■ What is being asked ■
In the earnings call transcript below, what analysis is required when the commission approves special contracts for large industrial customers?

** Begin Document section **

Afternoon, guys. Happy Halloween. So, maybe just let me pull on a couple threads here that you talked about on the earnings call. So, the affordability one, right, let's talk through that a little bit, right, your rate base growth CAGR grew 17%, you're sort of doubling your rate base from where you were before. And you talked, Brian, about how you shouldn't think about a doubling of bills or rates because there's a lot of things that mitigate that back against that, right, so you have the depreciation that brings that in over time. Of course, you have all the industrials paying for what they're using on the grid. And that's really maybe the piece I want to explore, because that volume growth of that industrial load seems very high, right, for your service territory. So, what does that actually walk the residential billing increase back to in sort of a broad scope, is that within the scope of inflation, is it mid-single digits, is it higher than that, like, what are you guys seeing as you put this plan through the regulatory process around those bill increases and that rate pressure for customers?

Brian Buckham

Analyst · Bank of America. Please go ahead.

Yes, Ross, great question. There's a lot that goes into that. And, at the end of the day, what we're required to show and from the commission as we get approval of special contracts for these large industrial customers is the so-called no-harm analysis. And in doing that, that's making sure that the infrastructure serving these new large industrial customers is being charged to those customers either in advance or over time in their rates, and so, by doing that no-harm analysis, you do end up with a lot of the incremental cost of resources being allocated towards those large industrial customers, and covered by their revenue requirement. And so, I don't have exact numbers for you, but residential rates that track more along the rate of inflation, and the industrial rates coming up for those special contract customers on a cost-conserved basis would generally be considerably higher than what you would see for a residential customer, certainly not -- [multiple speakers] residential and industrial.

Ross Fowler

Analyst · Bank of America. Please go ahead.

Yes, I got you, Brian. So, if I thought about that in maybe another way, if I thought about the large CapEx program here, and I sort of try to figure out what was serving those industrial customers, I could take that aside and say, "Okay, I know where that is going from a rate perspective," and then the rest is sort of just residential and commercial, and I could think about that as the actual kind of rate pressure -- rate-based math I would think of, absent volume growth in that dynamic, if that makes sense?

Brian Buckham

Analyst · Bank of America. Please go ahead.

That's a fair way to do that, Ross. I will say that as you look across what the CapEx increases were, a lot of the CapEx is to serve existing customers as well on a reliable basis. It will be spread over a larger denominator. But we're making upgrades in other system resources, like the distribution system, for example, hardening up the system that benefit all customers. And some of our transmission investment, for example, benefits all customers, and so that that element of it as well will be allocated across the full customer base. But a very significant portion will be allocated to the customers that are causing the increase. One other thing I would mention is that, for some of these customers, we have to build out, say, a substation specific to them or transmission inter-tied specific to them. Those costs don't get allocated across the system to any other customers, those dedicated specifically and paid upfront by the large industrial customer.

Ross Fowler

Analyst · Bank of America. Please go ahead.

** End Document section **
** Begin Given data **

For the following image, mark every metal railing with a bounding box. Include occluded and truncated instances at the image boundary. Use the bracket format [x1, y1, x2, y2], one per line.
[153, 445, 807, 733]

** End Given data **

■ Final result ■
The so-called no-harm analysis.